Given passage.
** Begin **

On this day in 1881, P. G. Wodehouse -- Pelham Grenville, but known as "Plum," his fans as "Plumheads" -- was born, in Surrey, England. Although he had Barons, the sister of Anne Boleyn, and noblemen who attended upon Edward the Confessor in his ancestry, Wodehouse's biographers say he liked to avoid the topic. This is not surprising for one who spent a lifetime exploring, as George Orwell put it, "the comic possibilities of the English aristocracy." The biographers also regard as a defining moment the decision by Wodehouse's parents to send him, at age two, back to England from Hong Kong, where Wodehouse's father was a magistrate. Until age fifteen, Wodehouse rarely saw his parents, spending his years with a series of nannies, relatives and schools; this, the theory goes, laid the groundwork for the detached style in which Wodehouse would poke fun at a world of uppity posers and fumblers. Wodehouse said he could not remember a time when he didn't want to be a writer, or want anything more than to be left alone to do it, and there are many anecdotes which offer verification. One story of his social discomfort concerns the attempt to find an apartment in New York -- Wodehouse first went there in his thirties, and lived there permanently for his last two decades. Having given up on finding anything suitable, and seeing that his wife was heading out to continue the search, Wodehouse told her to be sure to get an apartment on the ground floor. Asked why, he replied, " I never know what to say to the lift boy."

** End **

Requirement 1. Reproduce the Wodehouse birthday piece above word for word, in full.

Records supplied.
** Begin **

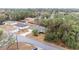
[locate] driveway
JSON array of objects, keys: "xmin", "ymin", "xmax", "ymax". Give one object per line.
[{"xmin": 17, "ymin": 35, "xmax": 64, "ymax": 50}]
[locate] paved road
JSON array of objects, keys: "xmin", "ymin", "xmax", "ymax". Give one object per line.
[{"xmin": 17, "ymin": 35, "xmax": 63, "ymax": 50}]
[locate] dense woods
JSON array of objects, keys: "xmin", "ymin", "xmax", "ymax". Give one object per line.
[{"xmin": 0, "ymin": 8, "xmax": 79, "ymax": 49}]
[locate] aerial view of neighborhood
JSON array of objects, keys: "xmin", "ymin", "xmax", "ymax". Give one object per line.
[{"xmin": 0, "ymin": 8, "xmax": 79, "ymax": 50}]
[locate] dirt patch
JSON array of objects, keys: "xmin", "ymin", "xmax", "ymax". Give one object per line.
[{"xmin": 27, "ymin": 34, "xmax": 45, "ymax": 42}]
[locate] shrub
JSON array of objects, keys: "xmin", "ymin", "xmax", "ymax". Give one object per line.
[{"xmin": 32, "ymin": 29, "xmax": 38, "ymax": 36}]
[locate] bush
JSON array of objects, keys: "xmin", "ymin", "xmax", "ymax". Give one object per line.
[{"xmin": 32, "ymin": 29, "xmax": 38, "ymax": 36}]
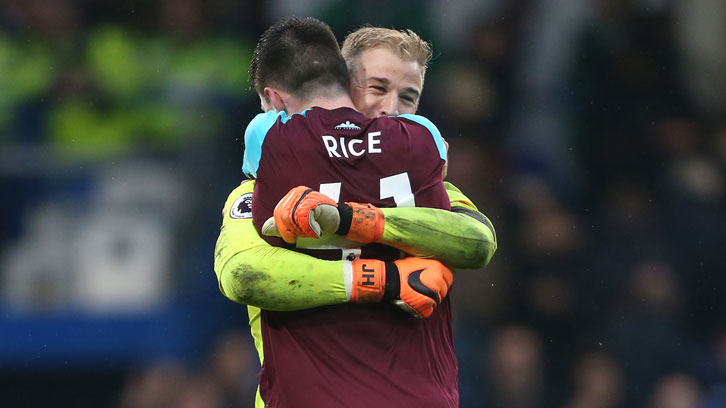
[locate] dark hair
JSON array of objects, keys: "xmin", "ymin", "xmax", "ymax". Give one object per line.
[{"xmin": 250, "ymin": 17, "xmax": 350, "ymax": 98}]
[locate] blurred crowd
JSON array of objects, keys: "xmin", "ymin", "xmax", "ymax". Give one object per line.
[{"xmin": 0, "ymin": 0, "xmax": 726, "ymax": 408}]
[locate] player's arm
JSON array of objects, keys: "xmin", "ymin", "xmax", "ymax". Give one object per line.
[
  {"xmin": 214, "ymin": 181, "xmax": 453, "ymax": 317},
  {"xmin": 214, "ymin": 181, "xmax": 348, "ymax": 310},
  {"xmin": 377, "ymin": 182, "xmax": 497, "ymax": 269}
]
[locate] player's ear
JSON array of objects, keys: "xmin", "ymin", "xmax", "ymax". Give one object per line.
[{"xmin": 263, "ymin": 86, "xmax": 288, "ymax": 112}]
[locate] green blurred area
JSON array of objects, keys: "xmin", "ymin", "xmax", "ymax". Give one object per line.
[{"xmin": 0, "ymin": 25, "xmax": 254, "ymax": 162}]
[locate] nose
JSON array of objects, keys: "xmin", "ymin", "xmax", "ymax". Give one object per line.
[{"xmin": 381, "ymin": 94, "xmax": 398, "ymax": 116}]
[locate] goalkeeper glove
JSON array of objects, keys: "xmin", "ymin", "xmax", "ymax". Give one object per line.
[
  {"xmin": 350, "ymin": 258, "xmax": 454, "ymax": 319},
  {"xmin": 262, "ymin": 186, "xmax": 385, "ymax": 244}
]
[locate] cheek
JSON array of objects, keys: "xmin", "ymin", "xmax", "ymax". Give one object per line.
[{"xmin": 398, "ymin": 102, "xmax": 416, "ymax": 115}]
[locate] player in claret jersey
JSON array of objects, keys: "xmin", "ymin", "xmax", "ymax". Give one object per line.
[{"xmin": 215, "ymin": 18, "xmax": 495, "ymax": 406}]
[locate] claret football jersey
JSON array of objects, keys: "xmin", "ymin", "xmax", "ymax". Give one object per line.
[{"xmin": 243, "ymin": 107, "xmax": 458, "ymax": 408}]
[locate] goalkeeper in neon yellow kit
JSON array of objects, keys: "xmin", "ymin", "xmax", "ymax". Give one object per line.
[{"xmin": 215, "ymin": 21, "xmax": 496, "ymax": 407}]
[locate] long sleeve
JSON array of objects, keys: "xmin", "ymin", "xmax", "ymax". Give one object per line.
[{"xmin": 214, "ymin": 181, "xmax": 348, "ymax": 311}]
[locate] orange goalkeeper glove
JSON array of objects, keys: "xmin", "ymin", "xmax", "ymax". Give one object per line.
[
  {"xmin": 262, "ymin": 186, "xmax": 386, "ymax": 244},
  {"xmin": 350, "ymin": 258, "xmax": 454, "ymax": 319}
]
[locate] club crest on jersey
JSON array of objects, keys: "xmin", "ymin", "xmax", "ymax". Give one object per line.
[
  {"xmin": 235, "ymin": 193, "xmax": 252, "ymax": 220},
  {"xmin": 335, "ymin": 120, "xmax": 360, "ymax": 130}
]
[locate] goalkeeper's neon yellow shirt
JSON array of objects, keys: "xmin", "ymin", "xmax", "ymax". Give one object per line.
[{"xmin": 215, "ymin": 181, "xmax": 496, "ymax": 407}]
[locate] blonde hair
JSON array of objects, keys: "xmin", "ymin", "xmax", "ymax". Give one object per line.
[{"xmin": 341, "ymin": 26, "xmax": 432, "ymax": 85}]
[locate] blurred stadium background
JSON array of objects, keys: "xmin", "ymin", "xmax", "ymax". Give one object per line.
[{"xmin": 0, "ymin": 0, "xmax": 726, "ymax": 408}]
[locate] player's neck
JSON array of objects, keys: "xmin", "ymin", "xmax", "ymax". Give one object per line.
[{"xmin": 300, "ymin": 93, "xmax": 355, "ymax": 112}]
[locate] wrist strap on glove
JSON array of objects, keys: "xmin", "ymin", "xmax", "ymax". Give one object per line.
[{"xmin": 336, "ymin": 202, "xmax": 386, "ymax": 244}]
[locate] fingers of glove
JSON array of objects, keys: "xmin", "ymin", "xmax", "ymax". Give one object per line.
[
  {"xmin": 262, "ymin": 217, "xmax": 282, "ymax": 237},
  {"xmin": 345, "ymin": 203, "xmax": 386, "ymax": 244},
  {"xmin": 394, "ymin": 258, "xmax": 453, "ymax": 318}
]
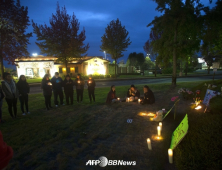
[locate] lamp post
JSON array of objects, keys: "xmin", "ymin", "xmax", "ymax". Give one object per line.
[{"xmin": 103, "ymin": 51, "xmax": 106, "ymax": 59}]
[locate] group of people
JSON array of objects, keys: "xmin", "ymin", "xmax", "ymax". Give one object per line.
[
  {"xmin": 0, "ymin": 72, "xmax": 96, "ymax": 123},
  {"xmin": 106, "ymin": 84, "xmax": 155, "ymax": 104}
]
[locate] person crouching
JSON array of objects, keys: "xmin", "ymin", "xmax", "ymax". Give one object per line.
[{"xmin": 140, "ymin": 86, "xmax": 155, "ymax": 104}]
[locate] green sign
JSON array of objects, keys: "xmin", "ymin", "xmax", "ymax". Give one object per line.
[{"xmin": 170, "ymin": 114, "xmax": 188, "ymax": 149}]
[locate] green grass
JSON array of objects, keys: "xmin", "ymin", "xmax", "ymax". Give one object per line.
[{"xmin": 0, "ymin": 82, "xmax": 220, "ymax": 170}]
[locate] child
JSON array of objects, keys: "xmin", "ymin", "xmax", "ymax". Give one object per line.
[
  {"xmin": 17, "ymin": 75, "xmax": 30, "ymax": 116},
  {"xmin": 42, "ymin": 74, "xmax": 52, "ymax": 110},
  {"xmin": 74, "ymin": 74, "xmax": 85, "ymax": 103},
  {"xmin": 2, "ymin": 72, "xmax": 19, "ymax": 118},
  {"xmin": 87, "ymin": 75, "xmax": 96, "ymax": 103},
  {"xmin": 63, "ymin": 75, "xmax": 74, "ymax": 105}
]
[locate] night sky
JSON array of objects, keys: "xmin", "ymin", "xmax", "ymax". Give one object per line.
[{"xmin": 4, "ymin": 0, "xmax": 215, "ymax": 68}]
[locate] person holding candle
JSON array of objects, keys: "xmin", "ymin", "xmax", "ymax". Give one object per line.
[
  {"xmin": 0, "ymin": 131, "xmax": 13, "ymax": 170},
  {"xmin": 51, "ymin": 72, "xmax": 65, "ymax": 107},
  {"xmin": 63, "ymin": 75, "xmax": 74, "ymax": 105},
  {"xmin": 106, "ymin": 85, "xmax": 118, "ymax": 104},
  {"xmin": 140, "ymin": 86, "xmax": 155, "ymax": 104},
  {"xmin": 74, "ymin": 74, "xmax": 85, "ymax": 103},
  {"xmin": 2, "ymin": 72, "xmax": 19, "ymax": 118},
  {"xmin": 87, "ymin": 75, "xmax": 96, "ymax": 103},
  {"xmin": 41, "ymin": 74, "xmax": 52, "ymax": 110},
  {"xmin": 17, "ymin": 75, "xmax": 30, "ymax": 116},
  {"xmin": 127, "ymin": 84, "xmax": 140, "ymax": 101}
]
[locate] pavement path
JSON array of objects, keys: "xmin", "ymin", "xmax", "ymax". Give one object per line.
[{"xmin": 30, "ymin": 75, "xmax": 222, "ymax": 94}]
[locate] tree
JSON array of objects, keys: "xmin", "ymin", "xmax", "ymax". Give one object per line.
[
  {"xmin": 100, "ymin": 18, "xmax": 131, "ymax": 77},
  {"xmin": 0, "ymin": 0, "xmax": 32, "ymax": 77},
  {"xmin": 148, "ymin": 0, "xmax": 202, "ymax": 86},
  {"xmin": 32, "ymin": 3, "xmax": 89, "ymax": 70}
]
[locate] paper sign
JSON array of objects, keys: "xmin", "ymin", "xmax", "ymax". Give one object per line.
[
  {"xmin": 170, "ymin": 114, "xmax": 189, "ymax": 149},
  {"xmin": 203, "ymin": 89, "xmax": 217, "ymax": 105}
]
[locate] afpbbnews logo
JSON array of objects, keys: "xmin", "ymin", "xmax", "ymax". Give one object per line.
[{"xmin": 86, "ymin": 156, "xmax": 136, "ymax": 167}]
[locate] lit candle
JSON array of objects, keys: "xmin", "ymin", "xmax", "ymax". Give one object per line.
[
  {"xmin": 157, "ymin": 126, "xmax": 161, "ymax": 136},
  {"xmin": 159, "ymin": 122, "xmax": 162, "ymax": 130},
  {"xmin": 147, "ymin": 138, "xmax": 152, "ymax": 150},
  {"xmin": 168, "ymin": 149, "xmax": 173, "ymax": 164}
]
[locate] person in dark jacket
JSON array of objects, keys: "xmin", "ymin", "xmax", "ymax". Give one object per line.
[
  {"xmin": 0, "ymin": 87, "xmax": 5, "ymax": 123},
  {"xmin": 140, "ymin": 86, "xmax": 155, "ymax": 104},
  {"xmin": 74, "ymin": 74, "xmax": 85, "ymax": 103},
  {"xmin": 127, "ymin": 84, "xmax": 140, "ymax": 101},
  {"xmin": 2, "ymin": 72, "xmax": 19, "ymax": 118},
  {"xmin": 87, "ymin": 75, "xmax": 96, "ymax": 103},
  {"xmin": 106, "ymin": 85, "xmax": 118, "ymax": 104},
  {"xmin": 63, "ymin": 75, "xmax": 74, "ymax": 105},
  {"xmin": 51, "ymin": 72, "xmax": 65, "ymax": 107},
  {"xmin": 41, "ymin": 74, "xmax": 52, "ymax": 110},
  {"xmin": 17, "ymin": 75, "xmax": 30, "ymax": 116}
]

** End **
** Begin **

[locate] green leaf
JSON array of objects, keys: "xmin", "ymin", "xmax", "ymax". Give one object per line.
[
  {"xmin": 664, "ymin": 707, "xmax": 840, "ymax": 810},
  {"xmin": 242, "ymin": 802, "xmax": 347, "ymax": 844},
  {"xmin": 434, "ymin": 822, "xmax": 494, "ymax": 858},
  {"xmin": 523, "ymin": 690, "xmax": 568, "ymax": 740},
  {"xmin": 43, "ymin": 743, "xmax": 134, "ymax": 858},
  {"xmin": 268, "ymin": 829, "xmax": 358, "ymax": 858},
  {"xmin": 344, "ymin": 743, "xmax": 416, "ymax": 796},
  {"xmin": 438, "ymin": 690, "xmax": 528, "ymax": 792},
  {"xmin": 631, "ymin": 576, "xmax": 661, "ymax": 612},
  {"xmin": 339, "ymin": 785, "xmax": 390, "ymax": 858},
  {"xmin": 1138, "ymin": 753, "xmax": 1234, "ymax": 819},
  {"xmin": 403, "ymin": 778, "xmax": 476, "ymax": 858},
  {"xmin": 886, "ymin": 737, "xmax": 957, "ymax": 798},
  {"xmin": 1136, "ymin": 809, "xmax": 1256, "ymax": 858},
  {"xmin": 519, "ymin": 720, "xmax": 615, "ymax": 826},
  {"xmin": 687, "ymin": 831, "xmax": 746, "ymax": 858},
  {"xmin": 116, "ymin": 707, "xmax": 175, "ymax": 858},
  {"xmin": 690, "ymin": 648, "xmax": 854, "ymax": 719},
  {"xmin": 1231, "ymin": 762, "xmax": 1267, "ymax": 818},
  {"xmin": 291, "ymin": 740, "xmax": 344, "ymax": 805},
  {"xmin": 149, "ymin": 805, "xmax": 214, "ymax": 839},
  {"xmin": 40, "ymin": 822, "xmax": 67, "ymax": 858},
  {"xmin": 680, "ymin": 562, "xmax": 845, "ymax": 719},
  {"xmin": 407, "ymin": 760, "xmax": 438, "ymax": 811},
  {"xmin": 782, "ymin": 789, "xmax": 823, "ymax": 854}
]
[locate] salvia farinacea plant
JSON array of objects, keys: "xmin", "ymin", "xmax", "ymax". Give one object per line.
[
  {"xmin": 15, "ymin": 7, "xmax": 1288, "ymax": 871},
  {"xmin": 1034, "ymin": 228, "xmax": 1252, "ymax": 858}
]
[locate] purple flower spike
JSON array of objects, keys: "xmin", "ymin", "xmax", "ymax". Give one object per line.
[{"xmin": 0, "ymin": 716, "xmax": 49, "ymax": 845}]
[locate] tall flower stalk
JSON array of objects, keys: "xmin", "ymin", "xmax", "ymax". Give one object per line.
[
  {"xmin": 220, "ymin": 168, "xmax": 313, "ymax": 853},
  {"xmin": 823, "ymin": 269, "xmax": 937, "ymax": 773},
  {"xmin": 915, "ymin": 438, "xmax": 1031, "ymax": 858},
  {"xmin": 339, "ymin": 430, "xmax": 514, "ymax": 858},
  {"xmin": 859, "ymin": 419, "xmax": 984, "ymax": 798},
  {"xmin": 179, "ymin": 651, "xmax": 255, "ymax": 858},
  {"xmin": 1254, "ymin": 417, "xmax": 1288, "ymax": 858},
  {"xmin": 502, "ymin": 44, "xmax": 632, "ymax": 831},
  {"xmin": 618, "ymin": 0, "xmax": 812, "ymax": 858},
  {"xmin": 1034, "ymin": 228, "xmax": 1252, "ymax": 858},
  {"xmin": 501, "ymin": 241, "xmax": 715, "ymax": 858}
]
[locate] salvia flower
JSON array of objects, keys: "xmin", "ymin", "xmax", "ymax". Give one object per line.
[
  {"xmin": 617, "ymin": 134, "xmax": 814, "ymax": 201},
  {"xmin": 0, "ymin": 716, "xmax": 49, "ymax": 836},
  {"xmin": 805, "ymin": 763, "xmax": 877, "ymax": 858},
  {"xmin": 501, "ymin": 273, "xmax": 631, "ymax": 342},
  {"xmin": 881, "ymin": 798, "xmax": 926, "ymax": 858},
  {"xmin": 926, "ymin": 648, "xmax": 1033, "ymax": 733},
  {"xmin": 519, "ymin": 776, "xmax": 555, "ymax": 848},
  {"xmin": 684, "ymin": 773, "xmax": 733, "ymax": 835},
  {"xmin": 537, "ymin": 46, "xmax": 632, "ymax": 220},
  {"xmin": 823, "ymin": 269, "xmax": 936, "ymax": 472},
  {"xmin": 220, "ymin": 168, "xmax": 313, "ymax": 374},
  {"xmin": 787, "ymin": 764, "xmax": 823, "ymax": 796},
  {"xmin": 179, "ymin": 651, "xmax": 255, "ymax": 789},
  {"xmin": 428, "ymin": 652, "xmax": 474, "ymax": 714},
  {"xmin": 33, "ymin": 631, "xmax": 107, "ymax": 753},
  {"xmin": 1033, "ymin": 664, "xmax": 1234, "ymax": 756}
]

** End **
** Begin **

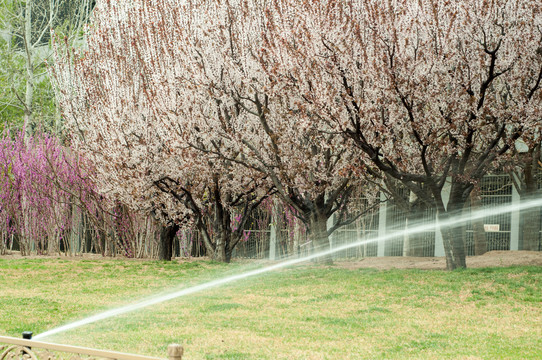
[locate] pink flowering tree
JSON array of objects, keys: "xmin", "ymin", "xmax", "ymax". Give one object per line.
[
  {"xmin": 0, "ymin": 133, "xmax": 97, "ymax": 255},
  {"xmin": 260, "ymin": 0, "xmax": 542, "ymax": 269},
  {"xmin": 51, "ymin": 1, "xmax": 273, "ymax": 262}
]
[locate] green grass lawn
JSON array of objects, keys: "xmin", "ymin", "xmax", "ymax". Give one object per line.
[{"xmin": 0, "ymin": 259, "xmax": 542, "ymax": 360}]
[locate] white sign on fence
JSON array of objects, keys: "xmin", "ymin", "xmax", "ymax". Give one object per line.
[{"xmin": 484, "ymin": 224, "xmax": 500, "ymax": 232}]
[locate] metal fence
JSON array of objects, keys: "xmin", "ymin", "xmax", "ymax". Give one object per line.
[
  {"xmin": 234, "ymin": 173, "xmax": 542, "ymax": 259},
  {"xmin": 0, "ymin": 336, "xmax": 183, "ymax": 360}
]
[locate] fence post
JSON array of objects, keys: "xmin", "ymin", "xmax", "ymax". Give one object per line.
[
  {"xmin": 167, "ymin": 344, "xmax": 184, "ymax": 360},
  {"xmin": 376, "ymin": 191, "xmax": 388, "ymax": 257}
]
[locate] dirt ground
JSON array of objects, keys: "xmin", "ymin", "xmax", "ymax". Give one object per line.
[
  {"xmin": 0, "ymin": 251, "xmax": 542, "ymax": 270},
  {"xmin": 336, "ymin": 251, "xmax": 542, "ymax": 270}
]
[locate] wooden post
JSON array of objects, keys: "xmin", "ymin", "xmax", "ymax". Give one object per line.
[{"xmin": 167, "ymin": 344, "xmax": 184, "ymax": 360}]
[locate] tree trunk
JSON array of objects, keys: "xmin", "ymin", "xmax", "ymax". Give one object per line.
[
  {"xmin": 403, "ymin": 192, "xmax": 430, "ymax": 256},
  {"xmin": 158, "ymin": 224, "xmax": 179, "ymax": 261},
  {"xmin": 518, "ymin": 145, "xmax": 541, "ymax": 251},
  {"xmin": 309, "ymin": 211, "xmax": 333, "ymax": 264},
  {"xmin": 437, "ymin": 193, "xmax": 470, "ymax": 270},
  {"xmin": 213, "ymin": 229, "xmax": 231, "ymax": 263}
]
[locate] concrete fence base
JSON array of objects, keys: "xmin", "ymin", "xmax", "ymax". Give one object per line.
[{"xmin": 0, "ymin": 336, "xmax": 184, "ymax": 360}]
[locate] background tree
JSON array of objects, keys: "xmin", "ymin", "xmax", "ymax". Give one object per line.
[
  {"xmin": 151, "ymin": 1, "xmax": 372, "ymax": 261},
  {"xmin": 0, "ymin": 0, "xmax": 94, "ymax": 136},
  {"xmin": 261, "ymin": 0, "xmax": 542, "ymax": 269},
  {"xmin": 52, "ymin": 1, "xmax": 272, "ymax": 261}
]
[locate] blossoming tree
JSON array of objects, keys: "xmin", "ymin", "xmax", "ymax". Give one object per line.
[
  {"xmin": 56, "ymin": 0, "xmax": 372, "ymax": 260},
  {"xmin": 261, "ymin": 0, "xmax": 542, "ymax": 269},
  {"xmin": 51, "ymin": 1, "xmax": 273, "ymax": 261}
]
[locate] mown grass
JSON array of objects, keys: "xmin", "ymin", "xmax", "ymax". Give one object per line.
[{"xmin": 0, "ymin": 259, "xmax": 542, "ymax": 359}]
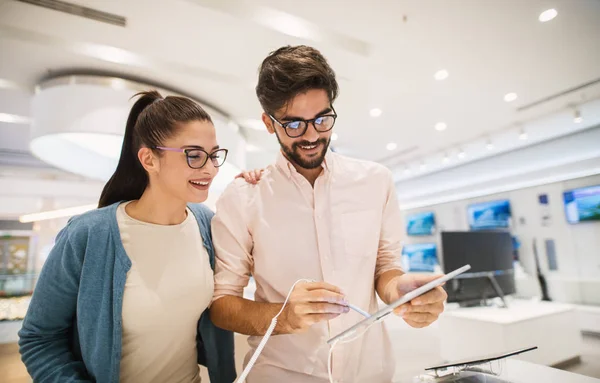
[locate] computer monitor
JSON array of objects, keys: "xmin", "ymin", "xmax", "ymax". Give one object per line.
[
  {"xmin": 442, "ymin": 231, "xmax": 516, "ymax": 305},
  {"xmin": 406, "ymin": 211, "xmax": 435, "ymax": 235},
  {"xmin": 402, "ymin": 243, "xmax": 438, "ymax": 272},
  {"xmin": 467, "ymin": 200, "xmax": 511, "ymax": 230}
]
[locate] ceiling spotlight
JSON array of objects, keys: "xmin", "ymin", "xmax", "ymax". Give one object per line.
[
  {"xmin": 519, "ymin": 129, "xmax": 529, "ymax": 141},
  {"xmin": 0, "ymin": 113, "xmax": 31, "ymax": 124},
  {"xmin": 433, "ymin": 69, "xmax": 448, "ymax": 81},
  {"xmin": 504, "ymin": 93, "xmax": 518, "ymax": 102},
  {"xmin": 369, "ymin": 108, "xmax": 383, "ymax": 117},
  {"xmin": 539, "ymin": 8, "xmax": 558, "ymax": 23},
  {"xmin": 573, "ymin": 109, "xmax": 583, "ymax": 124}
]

** End **

Requirement 2. Gather every line of the entries above that contains the word "yellow", matching case. Copy each of those lines unchanged.

Task output 1.
On this day in 1881, P. G. Wodehouse -- Pelham Grenville, but known as "Plum," his fans as "Plumheads" -- was born, in Surrey, England. Although he had Barons, the sister of Anne Boleyn, and noblemen who attended upon Edward the Confessor in his ancestry, Wodehouse's biographers say he liked to avoid the topic. This is not surprising for one who spent a lifetime exploring, as George Orwell put it, "the comic possibilities of the English aristocracy." The biographers also regard as a defining moment the decision by Wodehouse's parents to send him, at age two, back to England from Hong Kong, where Wodehouse's father was a magistrate. Until age fifteen, Wodehouse rarely saw his parents, spending his years with a series of nannies, relatives and schools; this, the theory goes, laid the groundwork for the detached style in which Wodehouse would poke fun at a world of uppity posers and fumblers. Wodehouse said he could not remember a time when he didn't want to be a writer, or want anything more than to be left alone to do it, and there are many anecdotes which offer verification. One story of his social discomfort concerns the attempt to find an apartment in New York -- Wodehouse first went there in his thirties, and lived there permanently for his last two decades. Having given up on finding anything suitable, and seeing that his wife was heading out to continue the search, Wodehouse told her to be sure to get an apartment on the ground floor. Asked why, he replied, " I never know what to say to the lift boy."

Task output 2.
[locate] goalkeeper in neon yellow kit
[locate] goalkeeper's neon yellow shirt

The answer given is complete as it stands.